- **WRITTEN EXERCISE**:
The records below are to be quoted in full; please keep every word exact.

═════ TASK INPUTS

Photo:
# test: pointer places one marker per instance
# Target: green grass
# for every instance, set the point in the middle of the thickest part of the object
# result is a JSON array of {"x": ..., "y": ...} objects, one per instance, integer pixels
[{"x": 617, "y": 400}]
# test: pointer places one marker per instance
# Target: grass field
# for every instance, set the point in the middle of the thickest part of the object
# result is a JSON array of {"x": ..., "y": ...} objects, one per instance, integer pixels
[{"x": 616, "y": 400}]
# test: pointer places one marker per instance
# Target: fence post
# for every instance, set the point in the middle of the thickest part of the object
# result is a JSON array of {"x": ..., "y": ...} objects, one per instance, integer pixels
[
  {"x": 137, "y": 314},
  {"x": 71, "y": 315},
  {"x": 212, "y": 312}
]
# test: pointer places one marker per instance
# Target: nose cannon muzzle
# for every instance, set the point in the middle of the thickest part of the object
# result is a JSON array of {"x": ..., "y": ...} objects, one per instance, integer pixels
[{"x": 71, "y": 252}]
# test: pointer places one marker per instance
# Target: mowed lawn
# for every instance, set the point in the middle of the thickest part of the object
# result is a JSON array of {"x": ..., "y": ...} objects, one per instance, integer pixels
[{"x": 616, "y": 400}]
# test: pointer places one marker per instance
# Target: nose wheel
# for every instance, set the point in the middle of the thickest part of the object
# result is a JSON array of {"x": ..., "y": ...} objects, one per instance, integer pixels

══════════

- **TASK OUTPUT**:
Photo:
# test: pointer places one marker per instance
# Target: green grass
# for every instance, set the point in the middle of the thickest part of the object
# result is a JSON array of {"x": ..., "y": ...} objects, one per instance, integer pixels
[{"x": 617, "y": 400}]
# test: pointer places one marker per instance
# Target: grass field
# for every instance, set the point in the middle of the thickest part of the object
# result is a JSON array of {"x": ..., "y": ...} objects, one per instance, integer pixels
[{"x": 616, "y": 400}]
# test: pointer places one marker per instance
# Target: fence post
# for every instance, set the point in the middle of the thickest part of the object
# result is a JSON array of {"x": ..., "y": ...} objects, one per instance, integer pixels
[
  {"x": 137, "y": 314},
  {"x": 71, "y": 315},
  {"x": 212, "y": 312}
]
# test: pointer places one marker per instance
# Target: nose cannon muzzle
# for every instance, set the point in the middle of the thickest part of the object
# result is a JSON array of {"x": ..., "y": ...} objects, one per instance, integer pixels
[{"x": 71, "y": 252}]
# test: pointer places one marker per instance
# Target: mowed lawn
# for every instance, set the point in the middle of the thickest part of the object
# result is a JSON array of {"x": ..., "y": ...} objects, one per instance, integer pixels
[{"x": 616, "y": 400}]
# test: pointer places one marker per instance
# Target: nose wheel
# for every instance, set the point in the middle of the thickest part of the object
# result is a JSON array of {"x": ..., "y": ...} objects, one per instance, integer pixels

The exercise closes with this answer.